=== Task description ===
Write the next part of the forum thread about counting from x down to zero and back up in C++, starting right after its last line.

A Recursion(shudder!!!) Problem!!!!
Author
Hi,
I am new to programming in C++ and have run into a program I can not code:
User inputs a number x
the number is written from x down to zero
the number is written from zero up to x
these 2 lines are written x times.
The thing holding me back is that I cant code a function to write from x to zero and zero to x. Any help would be SUPER appreciated as this is making my stay up late and my head hurt, and I cant go on in my studies cause I''m always thinking of how to solve it. ANY HELP APPRECIATED!!!
Sincerely
Me.
Hi,
I am new to programming in C++ and have run into a program I can not code:
User inputs a number x
the number is written from x down to zero
the number is written from zero up to x
these 2 lines are written x times.
The thing holding me back is that I cant code a function to write from x to zero and zero to x. Any help would be SUPER appreciated as this is making my stay up late and my head hurt, and I cant go on in my studies cause I''m always thinking of how to solve it. ANY HELP APPRECIATED!!!
ok, say x is 3
1: 3 to 0 - 3,2,1,0
2: 0 to 3 - 0,1,2,3
all of that 4 times (0,1,2,3 - 4 total numbers)
so,
u go:
for (int t=0;t<=x;t++) // x times those lines
{
for (int y=x;y<=0;y--)
{
textout (y); // from x to 0 if x>0
}
for (int z=0;z<=x;z++)
{
textout(z); // from 0 to x
}
}
" Do we need us? "
void Count(int x)
{
int i;
for(i = x; i >= 0; i--)
cout << i;
for(i = 0; i <= x; i++)
cout << i;
}
GOOD LORD PEOPLE!
{
int i;
for(i = x; i >= 0; i--)
cout << i;
for(i = 0; i <= x; i++)
cout << i;
}
GOOD LORD PEOPLE!
if you really wanted a recursive solutionthat could do both, you could do something like:
#define UP +1
#define DOWN -1
void Count(int start, int finish, int updown)
{
printf("%d\n",start);
if(start==finish)
return;
Count(start+updown,finish,updown);
return;
}
Then to use it, you can do something like this
void main( int argc, char *argv[] )
{
int x = 0;
scanf("%d",x);
Count(x,0,DOWN);
Count(0,x,UP);
return;
}
#define UP +1
#define DOWN -1
void Count(int start, int finish, int updown)
{
printf("%d\n",start);
if(start==finish)
return;
Count(start+updown,finish,updown);
return;
}
Then to use it, you can do something like this
void main( int argc, char *argv[] )

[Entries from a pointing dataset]

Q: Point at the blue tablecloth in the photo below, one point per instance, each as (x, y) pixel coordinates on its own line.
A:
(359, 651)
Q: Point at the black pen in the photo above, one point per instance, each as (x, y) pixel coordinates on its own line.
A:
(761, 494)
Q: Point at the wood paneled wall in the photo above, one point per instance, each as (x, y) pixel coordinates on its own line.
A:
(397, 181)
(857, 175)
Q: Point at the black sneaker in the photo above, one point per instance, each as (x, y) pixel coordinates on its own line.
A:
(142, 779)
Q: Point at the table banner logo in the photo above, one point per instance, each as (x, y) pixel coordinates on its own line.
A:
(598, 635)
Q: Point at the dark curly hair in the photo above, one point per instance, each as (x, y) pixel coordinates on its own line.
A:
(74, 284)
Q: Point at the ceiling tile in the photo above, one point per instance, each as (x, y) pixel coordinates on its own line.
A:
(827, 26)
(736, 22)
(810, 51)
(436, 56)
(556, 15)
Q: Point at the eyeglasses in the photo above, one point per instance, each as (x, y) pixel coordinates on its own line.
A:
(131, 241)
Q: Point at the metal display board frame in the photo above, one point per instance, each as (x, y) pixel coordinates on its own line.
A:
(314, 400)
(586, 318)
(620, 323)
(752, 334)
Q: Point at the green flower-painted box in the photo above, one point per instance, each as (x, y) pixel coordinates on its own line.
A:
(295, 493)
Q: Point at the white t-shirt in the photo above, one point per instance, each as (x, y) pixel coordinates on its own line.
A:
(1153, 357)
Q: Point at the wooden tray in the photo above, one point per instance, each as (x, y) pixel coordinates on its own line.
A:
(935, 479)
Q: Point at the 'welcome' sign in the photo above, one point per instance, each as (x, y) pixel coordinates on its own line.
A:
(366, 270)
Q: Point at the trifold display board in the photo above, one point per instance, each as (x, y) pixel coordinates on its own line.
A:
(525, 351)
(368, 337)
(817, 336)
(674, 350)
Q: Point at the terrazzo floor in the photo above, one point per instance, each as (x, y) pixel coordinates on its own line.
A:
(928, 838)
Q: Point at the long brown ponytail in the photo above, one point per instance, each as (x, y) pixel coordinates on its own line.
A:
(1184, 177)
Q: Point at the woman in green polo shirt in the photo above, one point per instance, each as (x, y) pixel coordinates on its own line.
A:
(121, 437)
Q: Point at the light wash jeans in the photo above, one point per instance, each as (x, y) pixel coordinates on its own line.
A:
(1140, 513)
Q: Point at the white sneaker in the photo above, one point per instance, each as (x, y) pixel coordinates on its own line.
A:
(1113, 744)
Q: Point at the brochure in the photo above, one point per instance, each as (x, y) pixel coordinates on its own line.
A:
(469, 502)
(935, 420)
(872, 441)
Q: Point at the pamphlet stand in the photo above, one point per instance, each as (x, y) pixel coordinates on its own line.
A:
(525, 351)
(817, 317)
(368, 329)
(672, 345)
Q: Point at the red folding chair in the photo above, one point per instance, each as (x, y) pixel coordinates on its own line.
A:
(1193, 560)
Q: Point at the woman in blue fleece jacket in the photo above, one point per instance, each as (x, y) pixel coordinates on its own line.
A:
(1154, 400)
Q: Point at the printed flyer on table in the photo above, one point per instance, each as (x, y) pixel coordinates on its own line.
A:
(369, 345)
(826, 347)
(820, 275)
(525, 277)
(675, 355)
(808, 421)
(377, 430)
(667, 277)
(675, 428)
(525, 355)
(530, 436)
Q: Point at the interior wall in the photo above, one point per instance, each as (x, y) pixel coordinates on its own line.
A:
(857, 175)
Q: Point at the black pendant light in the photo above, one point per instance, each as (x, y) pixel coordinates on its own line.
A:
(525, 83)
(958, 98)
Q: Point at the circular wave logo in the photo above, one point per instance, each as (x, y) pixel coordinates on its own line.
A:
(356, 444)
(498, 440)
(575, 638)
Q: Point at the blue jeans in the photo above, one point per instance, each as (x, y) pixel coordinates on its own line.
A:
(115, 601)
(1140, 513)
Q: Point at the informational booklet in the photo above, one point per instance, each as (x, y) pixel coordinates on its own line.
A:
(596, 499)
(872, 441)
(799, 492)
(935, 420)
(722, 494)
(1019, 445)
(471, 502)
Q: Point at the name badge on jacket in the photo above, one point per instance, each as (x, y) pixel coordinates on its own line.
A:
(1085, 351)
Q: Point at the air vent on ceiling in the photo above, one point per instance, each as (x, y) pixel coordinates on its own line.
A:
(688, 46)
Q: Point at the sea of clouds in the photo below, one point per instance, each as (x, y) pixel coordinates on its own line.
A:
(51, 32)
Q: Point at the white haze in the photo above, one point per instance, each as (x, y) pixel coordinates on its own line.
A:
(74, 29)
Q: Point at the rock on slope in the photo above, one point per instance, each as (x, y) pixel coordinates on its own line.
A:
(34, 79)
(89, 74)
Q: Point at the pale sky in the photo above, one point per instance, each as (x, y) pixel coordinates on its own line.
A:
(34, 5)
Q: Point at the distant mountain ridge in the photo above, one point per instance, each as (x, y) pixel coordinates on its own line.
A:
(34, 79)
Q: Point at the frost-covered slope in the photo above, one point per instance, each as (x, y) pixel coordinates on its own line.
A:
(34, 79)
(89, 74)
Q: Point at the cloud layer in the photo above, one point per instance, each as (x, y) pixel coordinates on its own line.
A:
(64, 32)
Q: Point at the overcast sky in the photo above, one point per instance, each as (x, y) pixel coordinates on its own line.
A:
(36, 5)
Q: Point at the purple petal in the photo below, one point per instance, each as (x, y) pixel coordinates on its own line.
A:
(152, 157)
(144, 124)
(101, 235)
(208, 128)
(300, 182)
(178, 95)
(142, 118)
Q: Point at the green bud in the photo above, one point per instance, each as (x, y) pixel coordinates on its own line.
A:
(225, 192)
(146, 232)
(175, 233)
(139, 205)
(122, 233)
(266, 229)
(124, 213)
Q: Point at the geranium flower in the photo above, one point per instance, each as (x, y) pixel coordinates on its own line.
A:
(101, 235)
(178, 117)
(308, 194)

=== Exercise answer ===
{
int x = 0;
scanf("%d",x);
Count(x,0,DOWN);
Count(0,x,UP);
return;
}
Okay if the original poster is still checking this for updates he''ll notice very different and very similar answers to his problem. The thing is no one has pointed out why they are different and similar at the same time and this will no doubt frustrate the original poster.
The two kinds responses given have either been recursive functions or for/while/do-while loops. The reason why both can be used to generate equally valid answers is any loop can be transformed into a tail-recursive function (I''ll define this in a second.). This can be done since they both repeat their body by either looping (How does a computer do this you think? If your compiler did its job right it does the same for both, it adjusts the PC, but most don''t.) or calling itself [function].
Here is a function that will display all numbers from n to 0 counting down:
void f(int n)
{
cout << n << '' '';
if (n == 0)
{
return;
}
else
{
f(n-1);
}
}
The equivalent method in the form of a loop is:
for (int i = n; i >= 0; i--)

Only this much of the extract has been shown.